═══ DOCUMENT PASSAGE ═══
And on to the usual links:


  • Gail Collins: Dogging Mitt Romney: Background on the story that won't go away (v. also the New Yorker cover stage right):

    I don't know if I've ever mentioned this, but Mitt Romney once drove to Canada with the family Irish setter on the roof of the car.

    Seamus, the dog-on-the-roof, has become a kind of political icon. You cannot go anywhere without running into him. There are Seamus T-shirts and endless Web sites. This week, the story was a New Yorker cover, with Rick Santorum playing the role of the Irish setter. [ . . . ]

    At some point -- possibly in response to the excitement about being passed by tractor-trailers while floating like a furry maraschino cherry on top of the car, Seamus developed diarrhea. And Romney, who had designated all the acceptable rest stops before beginning the trip, was forced to make an unscheduled trip to a gas station. Where he kept the family in the car while he hosed down the station wagon and the dog, then returned to the highway.

    "It was a tiny preview of a trait he would grow famous for in business: emotion-free crisis management," [Neil] Swidey wrote.

    People, does any of this sound appealing? Elect Mitt Romney and he will take the nation on the road to the future. Some of us will be stuck on the roof. The rest of us will be inside singing camp songs and waiting for the day when the master plan lets us stop to visit the bathroom. Plus, anybody who screws up on the way to the future gets the hose.
═══ DATA SHOWN ═══
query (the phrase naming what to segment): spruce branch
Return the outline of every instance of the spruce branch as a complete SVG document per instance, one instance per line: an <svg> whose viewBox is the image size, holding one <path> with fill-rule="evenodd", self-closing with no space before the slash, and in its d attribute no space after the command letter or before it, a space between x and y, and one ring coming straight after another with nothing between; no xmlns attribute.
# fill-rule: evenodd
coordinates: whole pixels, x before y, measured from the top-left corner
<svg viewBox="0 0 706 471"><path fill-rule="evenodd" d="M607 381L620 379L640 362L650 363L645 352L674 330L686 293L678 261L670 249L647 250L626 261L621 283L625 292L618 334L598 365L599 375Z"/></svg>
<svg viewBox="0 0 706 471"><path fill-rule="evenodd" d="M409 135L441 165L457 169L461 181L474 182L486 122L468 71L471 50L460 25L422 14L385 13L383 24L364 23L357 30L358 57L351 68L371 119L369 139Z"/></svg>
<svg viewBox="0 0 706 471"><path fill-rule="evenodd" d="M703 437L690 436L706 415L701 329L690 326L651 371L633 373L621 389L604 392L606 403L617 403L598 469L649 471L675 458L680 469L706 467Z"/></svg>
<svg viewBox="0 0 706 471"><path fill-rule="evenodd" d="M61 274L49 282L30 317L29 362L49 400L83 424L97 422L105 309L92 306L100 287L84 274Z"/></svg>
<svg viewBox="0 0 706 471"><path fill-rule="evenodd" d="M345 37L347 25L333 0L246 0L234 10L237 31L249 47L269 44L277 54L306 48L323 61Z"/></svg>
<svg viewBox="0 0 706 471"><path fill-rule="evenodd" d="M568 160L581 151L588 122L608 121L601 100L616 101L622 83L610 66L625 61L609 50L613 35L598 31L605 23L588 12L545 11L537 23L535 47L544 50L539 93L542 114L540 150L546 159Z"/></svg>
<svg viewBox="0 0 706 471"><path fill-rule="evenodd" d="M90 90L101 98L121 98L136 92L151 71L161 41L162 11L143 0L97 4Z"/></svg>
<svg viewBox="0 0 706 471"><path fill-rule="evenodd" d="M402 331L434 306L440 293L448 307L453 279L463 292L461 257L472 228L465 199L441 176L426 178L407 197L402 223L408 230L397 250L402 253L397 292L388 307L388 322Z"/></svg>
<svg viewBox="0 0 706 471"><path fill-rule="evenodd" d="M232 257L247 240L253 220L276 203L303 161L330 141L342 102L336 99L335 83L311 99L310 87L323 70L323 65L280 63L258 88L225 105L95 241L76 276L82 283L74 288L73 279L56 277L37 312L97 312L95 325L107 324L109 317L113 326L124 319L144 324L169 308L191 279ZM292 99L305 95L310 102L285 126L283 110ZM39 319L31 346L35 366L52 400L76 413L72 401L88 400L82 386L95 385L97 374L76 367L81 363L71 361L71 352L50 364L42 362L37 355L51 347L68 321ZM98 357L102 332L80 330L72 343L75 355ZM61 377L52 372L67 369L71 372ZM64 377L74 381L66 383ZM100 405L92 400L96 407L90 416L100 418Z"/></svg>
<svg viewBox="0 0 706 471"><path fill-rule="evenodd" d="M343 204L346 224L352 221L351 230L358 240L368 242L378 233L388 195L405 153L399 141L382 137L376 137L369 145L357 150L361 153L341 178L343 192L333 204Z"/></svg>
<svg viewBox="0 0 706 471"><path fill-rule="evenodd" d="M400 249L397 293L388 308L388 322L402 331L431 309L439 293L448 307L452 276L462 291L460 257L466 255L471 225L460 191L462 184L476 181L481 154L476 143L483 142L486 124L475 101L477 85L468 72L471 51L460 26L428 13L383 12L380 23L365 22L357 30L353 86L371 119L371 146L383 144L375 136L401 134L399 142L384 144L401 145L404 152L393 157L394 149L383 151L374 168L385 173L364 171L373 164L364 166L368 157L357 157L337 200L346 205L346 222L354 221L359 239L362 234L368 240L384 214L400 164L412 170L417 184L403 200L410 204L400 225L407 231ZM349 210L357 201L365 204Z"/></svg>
═══
## [TASK LIST]
A – Reproduce part of the passage about Mitt Romney's dog, starting at the words "Seamus, the dog-on-the-roof, has" and ending after "[Neil] Swidey wrote.".
B – Name every person mentioned by name in the passage about Mitt Romney's dog.
C – Write what comes next in the passage about Mitt Romney's dog, picking up after its last sentence.
The records aren't needed for any of this.

## [ANSWERS FOR THE EXERCISE]
A –
Seamus, the dog-on-the-roof, has become a kind of political icon. You cannot go anywhere without running into him. There are Seamus T-shirts and endless Web sites. This week, the story was a New Yorker cover, with Rick Santorum playing the role of the Irish setter. [ . . . ]

    At some point -- possibly in response to the excitement about being passed by tractor-trailers while floating like a furry maraschino cherry on top of the car, Seamus developed diarrhea. And Romney, who had designated all the acceptable rest stops before beginning the trip, was forced to make an unscheduled trip to a gas station. Where he kept the family in the car while he hosed down the station wagon and the dog, then returned to the highway.

    "It was a tiny preview of a trait he would grow famous for in business: emotion-free crisis management," [Neil] Swidey wrote.

B – Gail Collins, Mitt Romney, Rick Santorum, Neil Swidey

C –
  • Mike Konczal: The 1% Had a Fantastic 2010: Good chance the 2011 numbers will be even more pronounced.

    Well we finally have the estimated data for 2010 by income percentile, and it turns out that the top 1% had a fantastic year. The data is in the World Top Income Database, as well as Emmanuel Saez's updated Striking it Richer: The Evolution of Top Incomes in the United States (as well as the excel spreadsheet on his webpage). Timothy Noah has a first set of responses here. The takeaway quote from Saez should be: "The top 1% captured 93% of the income gains in the first year of recovery."

    This helps explain why the Republicans (and some Democrats) are so happy to do nothing more that might promote recovery: the economy for their favorite constituency has already recovered, and in relative terms was better than ever. Noah's takeaway line: "This is an economy that was in no hurry to share what little prosperity there was with the bottom 99 percent." More from Konczal:

    The Great Recession dropped income for the bottom 99% by 11.6%, completely wiping out the meager gains of the Bush years. And crucially, while 2010 was a year of continued stagnation for the economy as a whole, the 1% began to show strong gains, even when you exclude capital gains.

    As you can image, this has increased the percentage of the economic pie that the top 1% takes home. As Saez notes, "excluding realized capital gains, the top decile share in 2010 is equal to 46.3%, higher than in 2007." [ . . . ]

    It's also worth mentioning that, pre-Recession, inequality hadn't been that high since the Great Depression, and we are looking to rapidly return to that state. It's important to remember that a series of choices were made during the New Deal to react to runaway inequality, including changes to progressive taxation, financial regulation, monetary policy, labor unionization, and the provisioning of public goods and guaranteed social insurance. A battle will be fought over the next decade -- it's been fought for the past three years -- on all these fronts. The subsequent resolution will determine how broadly-shared prosperity is going forward and whether or economy will continue to be as unstable as it has been.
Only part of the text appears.